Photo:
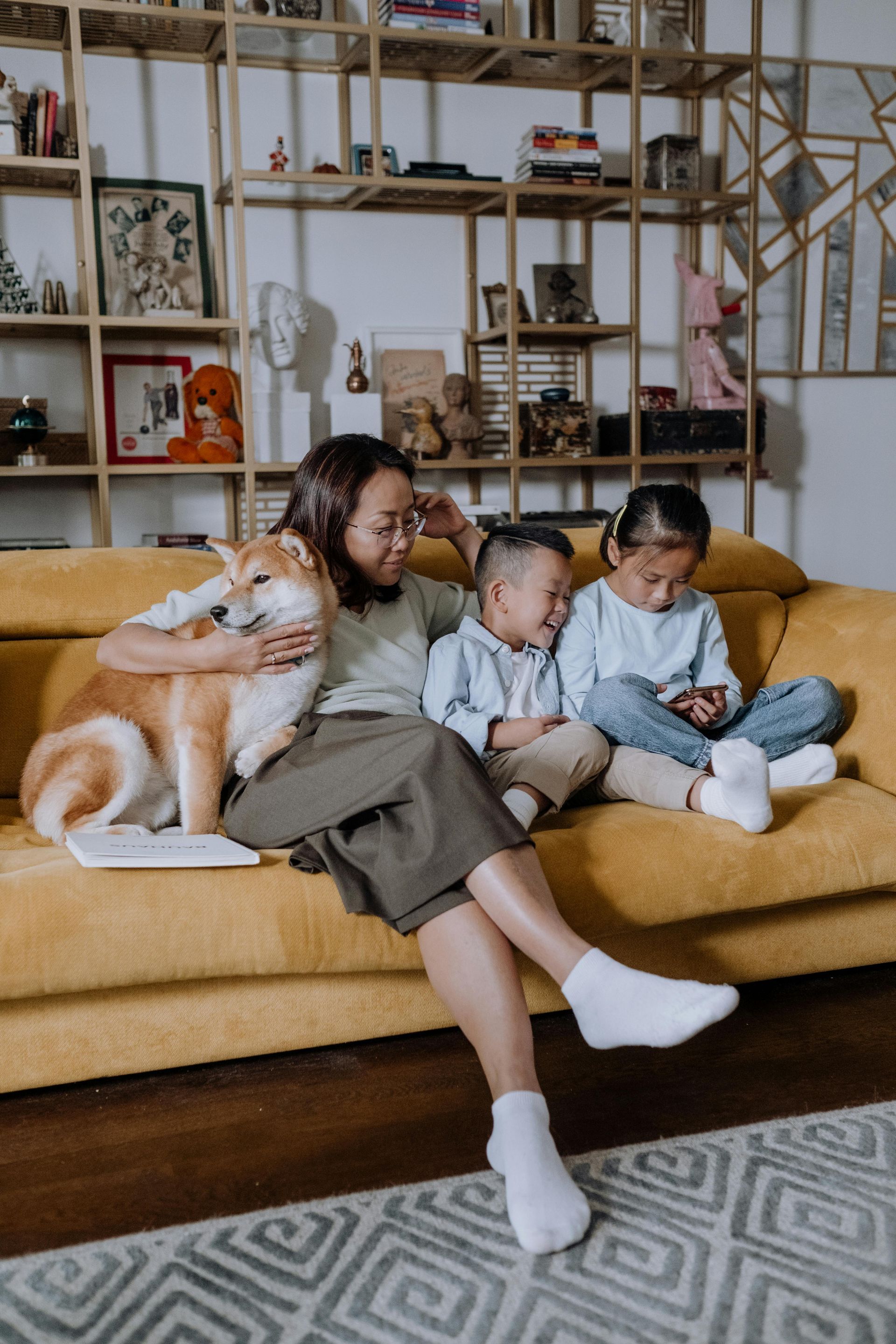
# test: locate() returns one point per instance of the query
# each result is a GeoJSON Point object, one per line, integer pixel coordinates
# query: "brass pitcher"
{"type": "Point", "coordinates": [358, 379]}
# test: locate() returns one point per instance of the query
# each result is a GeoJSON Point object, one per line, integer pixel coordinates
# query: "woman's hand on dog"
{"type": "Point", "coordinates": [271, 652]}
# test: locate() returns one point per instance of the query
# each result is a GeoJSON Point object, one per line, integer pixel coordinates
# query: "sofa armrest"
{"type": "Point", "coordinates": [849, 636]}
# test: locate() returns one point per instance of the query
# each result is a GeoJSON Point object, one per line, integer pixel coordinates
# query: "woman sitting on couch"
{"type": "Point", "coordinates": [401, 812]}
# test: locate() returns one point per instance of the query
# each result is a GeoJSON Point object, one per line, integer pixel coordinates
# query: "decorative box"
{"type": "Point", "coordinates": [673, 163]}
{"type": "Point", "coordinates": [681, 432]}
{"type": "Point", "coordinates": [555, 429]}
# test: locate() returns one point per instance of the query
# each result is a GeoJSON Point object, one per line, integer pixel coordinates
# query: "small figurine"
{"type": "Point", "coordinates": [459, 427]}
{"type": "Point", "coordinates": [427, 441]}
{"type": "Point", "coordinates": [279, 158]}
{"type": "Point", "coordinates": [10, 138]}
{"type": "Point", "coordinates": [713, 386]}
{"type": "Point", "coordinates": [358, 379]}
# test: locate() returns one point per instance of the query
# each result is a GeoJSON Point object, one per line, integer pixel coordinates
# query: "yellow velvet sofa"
* * * * *
### What is needed
Print the whole listing above exactly, and keep every picture out of the copy.

### Exercise solution
Photo:
# test: locate() returns one point per instance of the query
# each result is a GeoJSON Point object, one per line, integer pixel coordinates
# query: "brass pitcher"
{"type": "Point", "coordinates": [358, 379]}
# test: locate() returns one point per instance of the query
# each result is a GeoJSON Point object, one per line, integer pixel coordinates
# query: "woman's hand on dog"
{"type": "Point", "coordinates": [271, 652]}
# test: locate() returns one point per instance of the query
# each result is a GeoJSON Point object, one per line, integer pixel coordinates
# query: "sofa armrest"
{"type": "Point", "coordinates": [849, 636]}
# test: locate() returns one point per instance of the query
# each result is a GeoJSON Point object, one per line, integer pixel coordinates
# query: "woman sitting on couch"
{"type": "Point", "coordinates": [401, 812]}
# test: locate() returns one point per instance of the query
# each result is a GeoJSON Point object, one per line, integer pixel coordinates
# query: "decorative box"
{"type": "Point", "coordinates": [673, 163]}
{"type": "Point", "coordinates": [681, 432]}
{"type": "Point", "coordinates": [555, 429]}
# test: locate() returns one point per instance of the query
# each result is a GeoJSON Point object, one per line, integer pixel coordinates
# query: "small figurine"
{"type": "Point", "coordinates": [459, 427]}
{"type": "Point", "coordinates": [427, 441]}
{"type": "Point", "coordinates": [279, 158]}
{"type": "Point", "coordinates": [10, 138]}
{"type": "Point", "coordinates": [713, 386]}
{"type": "Point", "coordinates": [358, 379]}
# test: locate() returns one point per instance of the query
# each result is a GeoJSON Point object, one per line, integer pixel coordinates
# query: "yellow velvet sofa"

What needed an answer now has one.